** start of GIVEN DATA **

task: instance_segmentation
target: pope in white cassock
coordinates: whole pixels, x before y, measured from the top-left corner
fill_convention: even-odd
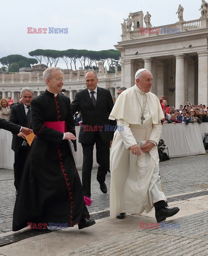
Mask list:
[[[164,117],[157,97],[150,92],[152,74],[139,69],[135,85],[118,98],[109,119],[117,119],[110,156],[110,217],[148,212],[154,206],[157,222],[173,216],[161,187],[157,146]]]

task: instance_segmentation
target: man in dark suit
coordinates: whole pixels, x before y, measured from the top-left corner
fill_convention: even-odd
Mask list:
[[[186,109],[183,108],[182,109],[182,115],[180,115],[177,117],[177,120],[180,121],[181,123],[185,123],[187,120],[186,117]]]
[[[22,90],[21,97],[22,102],[12,106],[9,121],[16,124],[31,128],[30,107],[33,99],[33,91],[30,88],[24,88]],[[25,134],[20,132],[13,134],[12,149],[14,151],[14,186],[16,191],[29,148],[29,144],[25,140]]]
[[[110,167],[110,146],[113,136],[114,122],[109,120],[113,102],[109,90],[97,86],[97,74],[88,71],[85,76],[87,89],[78,92],[71,103],[72,114],[80,111],[82,123],[79,142],[83,150],[82,186],[85,196],[91,196],[91,172],[93,148],[96,147],[97,162],[99,164],[97,180],[101,191],[106,194],[105,175]]]
[[[5,119],[0,118],[0,129],[6,130],[13,133],[19,133],[20,132],[23,132],[26,135],[28,135],[32,132],[32,130],[22,127],[18,124],[14,124],[11,122],[7,121]]]

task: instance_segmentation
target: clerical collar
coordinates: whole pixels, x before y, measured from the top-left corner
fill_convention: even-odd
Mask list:
[[[59,94],[59,93],[54,93],[53,92],[50,92],[50,91],[49,91],[49,90],[48,89],[46,89],[47,91],[48,91],[49,92],[51,92],[51,93],[53,93],[53,94],[54,94],[54,97],[57,97],[57,95]]]
[[[139,93],[140,93],[140,94],[145,94],[146,93],[147,93],[144,92],[142,90],[140,90],[136,84],[135,84],[135,88],[136,89],[136,91]]]

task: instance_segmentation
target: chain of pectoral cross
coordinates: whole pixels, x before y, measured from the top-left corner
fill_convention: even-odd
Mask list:
[[[137,92],[136,92],[136,90],[135,90],[135,93],[136,93],[136,95],[137,95],[137,99],[138,99],[138,101],[139,102],[140,107],[141,108],[141,111],[142,111],[142,116],[141,116],[141,124],[143,124],[144,120],[145,120],[145,117],[144,116],[144,112],[145,112],[146,104],[146,103],[147,103],[147,96],[146,96],[146,95],[145,94],[145,96],[146,96],[146,101],[145,101],[145,106],[144,106],[144,110],[143,110],[142,108],[141,104],[140,103],[140,101],[139,101],[139,98],[138,98],[138,95],[137,95]],[[144,102],[143,102],[143,103],[144,103]]]

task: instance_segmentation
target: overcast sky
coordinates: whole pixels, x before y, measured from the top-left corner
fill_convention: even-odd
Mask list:
[[[94,51],[114,49],[114,45],[121,41],[123,18],[126,19],[130,12],[142,10],[145,15],[148,11],[153,27],[163,26],[178,21],[176,13],[179,4],[184,8],[184,20],[199,18],[201,2],[201,0],[0,0],[0,58],[10,54],[30,57],[28,52],[38,49]],[[28,27],[67,28],[68,33],[28,34]]]

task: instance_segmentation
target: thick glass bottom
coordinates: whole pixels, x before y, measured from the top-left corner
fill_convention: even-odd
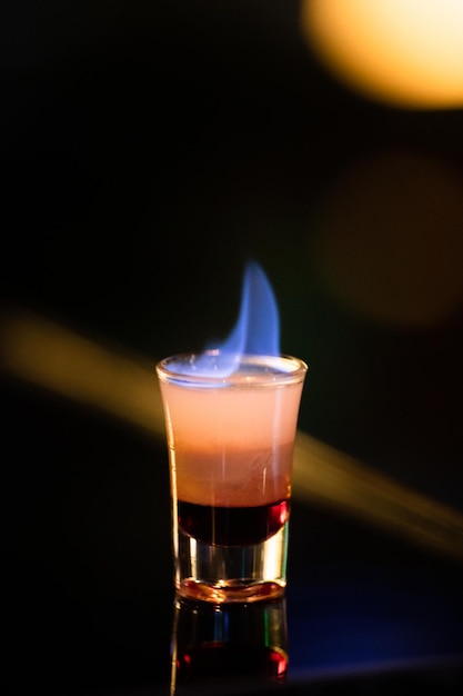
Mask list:
[[[260,544],[217,546],[179,529],[175,589],[189,599],[252,603],[282,597],[286,586],[288,526]]]

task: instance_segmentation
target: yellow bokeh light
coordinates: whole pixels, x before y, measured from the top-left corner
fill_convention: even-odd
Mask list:
[[[463,107],[461,0],[302,0],[301,28],[338,77],[370,98]]]

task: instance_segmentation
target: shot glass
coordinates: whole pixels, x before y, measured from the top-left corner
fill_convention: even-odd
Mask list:
[[[178,597],[171,667],[172,696],[254,693],[283,684],[289,667],[284,597],[221,605]]]
[[[165,416],[178,594],[214,604],[281,597],[294,437],[306,365],[211,354],[157,366]]]

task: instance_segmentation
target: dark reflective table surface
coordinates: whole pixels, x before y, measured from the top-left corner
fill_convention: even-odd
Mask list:
[[[175,603],[164,447],[2,387],[3,693],[459,692],[459,563],[295,501],[283,601]]]

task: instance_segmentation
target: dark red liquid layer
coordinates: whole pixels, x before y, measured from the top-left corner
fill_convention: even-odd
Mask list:
[[[290,500],[258,507],[212,507],[178,504],[179,526],[190,536],[217,546],[261,544],[290,517]]]
[[[209,643],[193,647],[177,657],[177,679],[180,683],[193,679],[261,677],[284,679],[288,672],[288,655],[266,646],[230,646],[227,643]]]

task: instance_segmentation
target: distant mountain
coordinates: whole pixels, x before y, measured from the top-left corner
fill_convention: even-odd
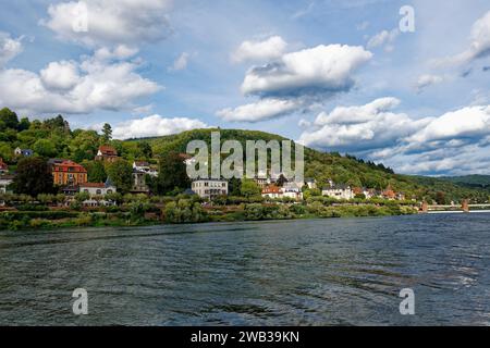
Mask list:
[[[211,133],[217,130],[220,132],[222,141],[231,139],[238,140],[243,146],[246,140],[262,139],[269,141],[272,139],[285,139],[279,135],[257,130],[207,128],[194,129],[157,138],[133,139],[127,141],[147,141],[150,144],[154,153],[157,154],[167,151],[185,152],[187,144],[191,140],[204,140],[209,145]],[[326,185],[328,179],[355,187],[376,189],[385,189],[388,186],[391,186],[394,190],[404,192],[408,198],[436,200],[443,197],[448,202],[451,200],[458,201],[463,198],[487,201],[490,196],[490,190],[481,189],[481,187],[469,187],[457,182],[442,178],[395,174],[393,170],[385,167],[383,164],[366,162],[362,159],[356,159],[353,156],[344,157],[336,152],[320,152],[306,148],[305,161],[305,177],[317,179],[320,187]],[[443,192],[443,195],[441,195],[441,192]]]

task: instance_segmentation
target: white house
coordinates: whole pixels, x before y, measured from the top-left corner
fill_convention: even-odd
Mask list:
[[[305,181],[305,184],[308,186],[309,189],[316,189],[317,188],[317,181],[314,178],[307,178]]]
[[[228,182],[212,178],[196,179],[192,183],[192,189],[200,198],[213,199],[228,195]]]
[[[145,161],[134,161],[133,170],[139,173],[148,174],[154,177],[158,176],[157,169],[152,167],[148,162]]]
[[[16,148],[14,150],[14,153],[15,153],[15,156],[32,157],[34,154],[34,151],[30,149]]]
[[[335,199],[354,199],[355,195],[351,186],[346,185],[333,185],[331,187],[326,187],[321,191],[322,196],[331,197]]]
[[[262,189],[262,197],[264,198],[282,198],[284,196],[283,191],[281,190],[280,187],[275,186],[275,185],[269,185],[266,186]]]

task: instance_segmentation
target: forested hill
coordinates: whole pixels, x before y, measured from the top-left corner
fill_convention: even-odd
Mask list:
[[[221,140],[236,139],[245,144],[246,140],[282,140],[281,136],[240,129],[195,129],[177,135],[132,140],[111,140],[110,125],[100,133],[86,129],[71,129],[69,123],[61,116],[38,121],[20,119],[9,109],[0,110],[0,158],[7,162],[11,171],[15,171],[17,158],[14,149],[34,150],[36,156],[73,160],[85,167],[94,164],[94,158],[100,145],[110,144],[120,157],[132,163],[134,160],[146,160],[157,163],[159,154],[169,151],[185,152],[188,141],[200,139],[208,144],[211,132],[220,130]],[[458,201],[462,198],[473,198],[487,201],[489,188],[469,187],[467,184],[452,183],[421,176],[394,174],[391,169],[382,164],[367,163],[354,157],[343,157],[339,153],[323,153],[313,149],[305,150],[305,177],[316,178],[319,186],[328,179],[338,184],[384,189],[391,187],[404,192],[407,198],[433,199],[440,202]],[[89,172],[89,181],[100,179]]]
[[[221,141],[238,140],[243,146],[246,140],[285,139],[278,135],[257,130],[207,128],[157,138],[133,139],[127,140],[127,142],[147,141],[155,153],[185,152],[191,140],[205,140],[209,145],[211,133],[217,130],[220,132]],[[326,153],[306,148],[305,161],[305,177],[315,178],[320,185],[327,183],[328,179],[332,179],[339,184],[350,184],[356,187],[384,189],[391,186],[394,190],[404,192],[407,197],[438,200],[441,203],[460,201],[462,198],[487,201],[490,195],[490,190],[475,189],[445,179],[395,174],[393,170],[385,167],[383,164],[365,162],[362,159],[352,156],[343,157],[335,152]]]

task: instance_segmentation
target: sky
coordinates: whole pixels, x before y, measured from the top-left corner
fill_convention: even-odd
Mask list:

** end of GIVEN DATA **

■ DIRECTION ■
Pull out every line of the records above that contains the word "white". Case counts.

■ RIGHT ANSWER ■
target: pope in white cassock
target: white house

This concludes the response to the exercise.